Problems and tasks:
a: Reproduce verbatim the passage in the Transocean technology excerpt that begins with the words containing "Plenty of technology" and ends with "boost operating integrity.".
b: According to the Transocean technology excerpt, what are the aims of Transocean's digital transformation program? List all of them.

Excerpt:
——————————
Plenty of technology innovation has occurred downhole. But above the hole, the offshore drilling contractor community has used the same technology for years, said Jose A. Gutierrez, director of Transocean’s technology and innovation group, during a recent presentation at the Internet of Things (IoT) Oil and Gas Conference in Houston.

Six years ago, the company initiated a major innovation effort to remain a technology leader in the industry, Gutierrez tells OE. Transocean’s technology and innovation group has focused over the past three years on how IoT can enhance Transocean’s drilling rig fleet. Transocean’s digital transformation program aims to improve operational efficiency, increase financial efficiency, and boost operating integrity.

Gutierrez attributes the lack of technology innovation to the high barrier of entry. A few product and service providers monopolize most of the technology offering, and until now they had little incentive to improve products their customers would buy anyway. “If we have an idea with a strong value proposition and sufficient funding, it still has low probability of success due to these high barriers to entry,” Gutierrez says.

In the past, the oil and gas industry was wealthy enough that it could just throw money at a problem, Gutierrez says, so the drilling industry didn’t have to worry about innovating existing performance. But, this has changed in the ongoing oil price downturn. Now, drilling rig contractors are being forced to be innovative, creating a renaissance in offshore drilling rig technology.

Transocean is using IoT technology to make decisions based on data, instead of relying solely on worker experience. IoT is allowing the company to capture data, which is then cleaned and modeled by data scientists to gather information. This information enables Transocean to perform predictive maintenance.
——————————
Input data:
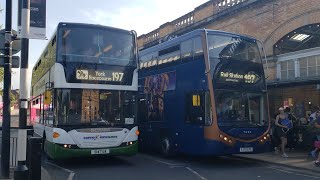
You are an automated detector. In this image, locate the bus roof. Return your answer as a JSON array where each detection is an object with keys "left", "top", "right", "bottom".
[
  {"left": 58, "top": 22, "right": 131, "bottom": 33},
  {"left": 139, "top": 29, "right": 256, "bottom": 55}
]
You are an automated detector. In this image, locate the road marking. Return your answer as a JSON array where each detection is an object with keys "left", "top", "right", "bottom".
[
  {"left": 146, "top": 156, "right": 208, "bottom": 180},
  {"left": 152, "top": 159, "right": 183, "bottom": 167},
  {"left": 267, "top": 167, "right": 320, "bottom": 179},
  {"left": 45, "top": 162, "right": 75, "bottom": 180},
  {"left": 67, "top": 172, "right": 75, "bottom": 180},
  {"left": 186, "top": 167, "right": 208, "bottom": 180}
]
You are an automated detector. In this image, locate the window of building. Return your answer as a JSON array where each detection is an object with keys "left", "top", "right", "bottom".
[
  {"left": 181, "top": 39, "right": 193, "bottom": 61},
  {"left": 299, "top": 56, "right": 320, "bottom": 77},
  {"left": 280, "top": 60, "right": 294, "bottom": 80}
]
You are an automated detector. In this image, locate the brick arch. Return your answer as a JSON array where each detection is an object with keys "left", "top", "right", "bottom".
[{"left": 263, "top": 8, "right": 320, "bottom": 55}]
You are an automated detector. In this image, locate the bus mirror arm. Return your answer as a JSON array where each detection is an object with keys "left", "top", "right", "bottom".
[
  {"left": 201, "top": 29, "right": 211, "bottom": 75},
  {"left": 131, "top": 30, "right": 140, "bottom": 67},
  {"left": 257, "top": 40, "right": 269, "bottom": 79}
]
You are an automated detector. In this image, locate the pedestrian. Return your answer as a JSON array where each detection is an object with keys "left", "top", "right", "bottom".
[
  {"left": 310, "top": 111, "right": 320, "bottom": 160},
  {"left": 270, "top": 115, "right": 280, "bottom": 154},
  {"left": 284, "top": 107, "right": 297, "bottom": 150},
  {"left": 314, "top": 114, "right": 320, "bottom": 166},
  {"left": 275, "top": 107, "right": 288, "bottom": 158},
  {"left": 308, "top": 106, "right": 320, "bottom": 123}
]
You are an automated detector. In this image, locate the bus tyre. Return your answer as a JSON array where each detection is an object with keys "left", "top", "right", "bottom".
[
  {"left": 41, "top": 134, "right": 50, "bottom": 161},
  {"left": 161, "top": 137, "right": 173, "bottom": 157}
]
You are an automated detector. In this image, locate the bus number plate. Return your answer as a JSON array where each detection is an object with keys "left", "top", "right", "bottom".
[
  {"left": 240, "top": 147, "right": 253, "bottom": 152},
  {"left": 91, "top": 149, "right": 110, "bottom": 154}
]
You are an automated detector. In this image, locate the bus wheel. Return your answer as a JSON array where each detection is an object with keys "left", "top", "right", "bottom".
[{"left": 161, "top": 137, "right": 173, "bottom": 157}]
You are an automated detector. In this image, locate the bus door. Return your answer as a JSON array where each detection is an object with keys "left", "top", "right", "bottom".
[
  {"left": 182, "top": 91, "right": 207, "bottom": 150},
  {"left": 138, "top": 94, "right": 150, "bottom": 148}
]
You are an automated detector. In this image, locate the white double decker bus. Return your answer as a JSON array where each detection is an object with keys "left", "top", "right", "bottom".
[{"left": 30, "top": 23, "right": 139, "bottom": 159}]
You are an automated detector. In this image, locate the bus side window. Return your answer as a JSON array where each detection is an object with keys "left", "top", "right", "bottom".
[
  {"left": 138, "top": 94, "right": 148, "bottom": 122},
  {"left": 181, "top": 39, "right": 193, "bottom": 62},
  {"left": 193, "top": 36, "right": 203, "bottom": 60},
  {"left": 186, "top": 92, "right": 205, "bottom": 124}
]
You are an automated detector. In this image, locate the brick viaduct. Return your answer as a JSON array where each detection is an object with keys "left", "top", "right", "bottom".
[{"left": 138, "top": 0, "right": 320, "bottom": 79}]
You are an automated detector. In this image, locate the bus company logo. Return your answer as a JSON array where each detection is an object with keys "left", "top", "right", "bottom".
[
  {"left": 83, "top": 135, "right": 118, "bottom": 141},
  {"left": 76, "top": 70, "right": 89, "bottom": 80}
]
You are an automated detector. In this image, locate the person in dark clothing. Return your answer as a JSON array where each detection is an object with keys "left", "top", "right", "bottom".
——————————
Answers provided:
a:
Plenty of technology innovation has occurred downhole. But above the hole, the offshore drilling contractor community has used the same technology for years, said Jose A. Gutierrez, director of Transocean’s technology and innovation group, during a recent presentation at the Internet of Things (IoT) Oil and Gas Conference in Houston.

Six years ago, the company initiated a major innovation effort to remain a technology leader in the industry, Gutierrez tells OE. Transocean’s technology and innovation group has focused over the past three years on how IoT can enhance Transocean’s drilling rig fleet. Transocean’s digital transformation program aims to improve operational efficiency, increase financial efficiency, and boost operating integrity.

b:
- Improve operational efficiency
- Increase financial efficiency
- Boost operating integrity